* Records for the task:

----

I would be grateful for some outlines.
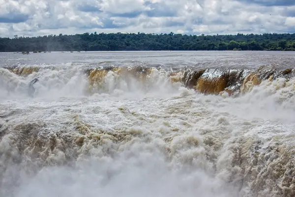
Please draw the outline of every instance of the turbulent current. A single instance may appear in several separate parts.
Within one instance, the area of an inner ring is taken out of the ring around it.
[[[294,54],[200,53],[0,54],[0,196],[295,196]]]

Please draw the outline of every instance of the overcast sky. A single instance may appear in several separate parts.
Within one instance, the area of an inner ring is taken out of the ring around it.
[[[295,0],[0,0],[0,36],[295,33]]]

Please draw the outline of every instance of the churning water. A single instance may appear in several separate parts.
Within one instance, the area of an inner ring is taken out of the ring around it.
[[[294,197],[294,55],[0,54],[0,195]]]

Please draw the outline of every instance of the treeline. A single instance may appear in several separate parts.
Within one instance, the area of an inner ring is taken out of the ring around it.
[[[188,35],[94,33],[0,37],[0,52],[149,50],[295,50],[295,33]]]

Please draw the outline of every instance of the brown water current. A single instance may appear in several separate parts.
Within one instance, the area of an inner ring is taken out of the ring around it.
[[[136,64],[0,67],[0,196],[295,196],[294,67]]]

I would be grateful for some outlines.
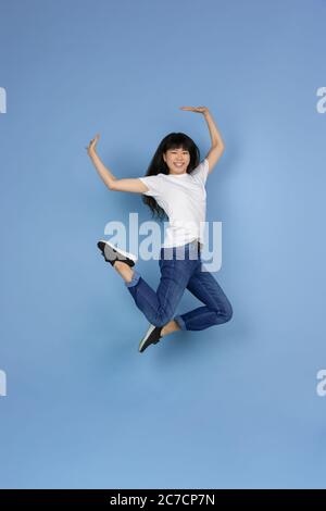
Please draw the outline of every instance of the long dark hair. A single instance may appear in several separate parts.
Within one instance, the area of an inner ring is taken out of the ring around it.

----

* What the task asks: Give the listing above as a JSON list of strings, with one string for each line and no blank lines. Leave out the pictures.

* Solution to this problem:
[
  "I would be grateful for some outlines.",
  "Please draw the outline of every instance of the turbulent current. A single instance may appear in several separate parts.",
  "Within one instance, the area of an inner ring is taken out of the ring around it.",
  "[[[294,54],[200,53],[0,54],[0,196],[295,196]]]",
  "Please draw the outline of every instance of the overcast sky. A single instance may appear in several separate parts.",
  "Within one instance, the area of an inner ring is taken out of the ring around it.",
  "[[[295,0],[0,0],[0,36],[295,33]]]",
  "Please draw the outline of every instance of the churning water. A single instance may appear in several separate parts.",
  "Within one instance, the area of an inner ring is taken out of the ring around it.",
  "[[[294,197],[294,55],[0,54],[0,195]]]",
  "Please draw the outline of every instance of the treeline. A single instance may appear in several separate parts.",
  "Within one instance, the area of an inner ring is taken out of the ring around it.",
  "[[[188,35],[94,33],[0,37],[0,52],[149,50],[295,50],[295,33]]]",
  "Please draw the outline of every instance of the brown water current. A single instance may appear in several separate parts.",
  "Within one instance, the area of an inner ring is taken out of the ring around it.",
  "[[[136,64],[0,67],[0,196],[295,196],[294,67]]]",
  "I would be grateful for some outlines.",
  "Please draw the outline of every instance of the long dark hair. A single instance may appear in several separate parts.",
  "Within one instance, the area of an inner ring is taken out of the ring around it."
]